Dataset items
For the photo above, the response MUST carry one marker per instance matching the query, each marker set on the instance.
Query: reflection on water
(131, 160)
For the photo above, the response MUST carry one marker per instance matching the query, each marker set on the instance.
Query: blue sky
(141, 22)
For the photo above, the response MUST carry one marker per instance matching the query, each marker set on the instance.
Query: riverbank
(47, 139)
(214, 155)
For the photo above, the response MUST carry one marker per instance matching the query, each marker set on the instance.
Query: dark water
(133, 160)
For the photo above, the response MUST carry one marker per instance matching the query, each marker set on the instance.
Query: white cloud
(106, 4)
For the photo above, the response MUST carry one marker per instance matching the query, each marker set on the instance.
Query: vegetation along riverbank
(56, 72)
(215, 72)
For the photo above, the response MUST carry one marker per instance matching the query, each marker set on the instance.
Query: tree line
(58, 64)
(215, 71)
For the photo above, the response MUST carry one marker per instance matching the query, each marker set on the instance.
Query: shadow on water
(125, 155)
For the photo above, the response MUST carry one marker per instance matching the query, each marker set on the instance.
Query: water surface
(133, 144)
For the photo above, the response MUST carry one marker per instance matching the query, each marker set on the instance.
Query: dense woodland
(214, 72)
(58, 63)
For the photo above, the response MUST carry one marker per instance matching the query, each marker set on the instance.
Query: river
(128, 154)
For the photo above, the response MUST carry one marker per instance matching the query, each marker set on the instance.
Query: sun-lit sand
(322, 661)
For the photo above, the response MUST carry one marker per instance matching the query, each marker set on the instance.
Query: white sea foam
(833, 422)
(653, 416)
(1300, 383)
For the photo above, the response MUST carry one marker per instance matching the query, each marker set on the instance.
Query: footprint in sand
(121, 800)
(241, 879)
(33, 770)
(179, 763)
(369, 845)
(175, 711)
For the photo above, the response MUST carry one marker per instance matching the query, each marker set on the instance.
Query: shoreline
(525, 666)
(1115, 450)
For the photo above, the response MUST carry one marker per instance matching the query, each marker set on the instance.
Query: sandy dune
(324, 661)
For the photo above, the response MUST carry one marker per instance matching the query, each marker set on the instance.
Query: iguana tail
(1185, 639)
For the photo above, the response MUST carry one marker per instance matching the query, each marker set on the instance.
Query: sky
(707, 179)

__GOAL__
Quote the listing in full, please, keeping every line exact.

__ANSWER TO THE EXERCISE__
For the photo above, the response MUST carry one marker per instance matching the query, each marker set on the instance.
Query: reflection on water
(131, 160)
For the photo above, the response MUST carry one marker per instance matching the query, each marker set on the instance.
Query: blue sky
(141, 22)
For the photo above, the response MUST carry one marker per instance matching the query, each marker set on the instance.
Query: riverbank
(47, 139)
(214, 155)
For the photo above, the response MUST carry one marker per instance matching the query, each marker set on the instance.
Query: dark water
(133, 160)
For the photo above, the response MUST carry one marker per instance matching the query, each marker set on the instance.
Query: white cloud
(106, 4)
For the photo above, the response MUST carry one marker per instance matching the query, each marker set on the instance.
Query: vegetation along riverbank
(56, 72)
(215, 72)
For the photo above, the response MUST carry one marker per instance matching the query, each marker set on the instance.
Query: tree line
(58, 64)
(215, 71)
For the photo above, the response MUST carry one marker per instance matching the query, each marker set on the instance.
Query: shadow on water
(125, 155)
For the photo above, the response MUST carry one marker per instance matching the query, each marker set on the instance.
Query: water surface
(133, 144)
For the photo above, the response MUST carry one marker per instance matching the query, each marker set on the instance.
Query: dense woodland
(214, 72)
(58, 63)
For the photo above, the response MUST carry one marker per instance matching the query, each marker set on the instance.
Query: river
(128, 154)
For the photo above, the response MUST carry one marker per instance matching the query, each marker set on the instance.
Query: sun-lit sand
(322, 661)
For the photo above, the response MUST carry one marker per instance matching the query, each marker set on the instance.
Query: white sea foam
(833, 422)
(653, 416)
(1300, 383)
For the photo above, the response MUST carry one marker per instance matching the query, each marker set on the instance.
Query: footprint in sand
(121, 800)
(241, 879)
(33, 770)
(179, 763)
(369, 845)
(175, 711)
For the photo above, the response MUST carry one marker per instance matching the query, each marker set on the instance.
Query: shoreline
(525, 666)
(1115, 450)
For the photo above, the response MUST carry one marker per instance matching the query, each marker set on the instance.
Query: sandy dune
(324, 661)
For the photo above, the response MUST carry one marker per instance matching the query, each marker set on the instance.
Query: iguana tail
(1185, 639)
For the photo above, the response MUST carry one marker per instance matching the query, each marker set on the instance.
Query: sky
(707, 179)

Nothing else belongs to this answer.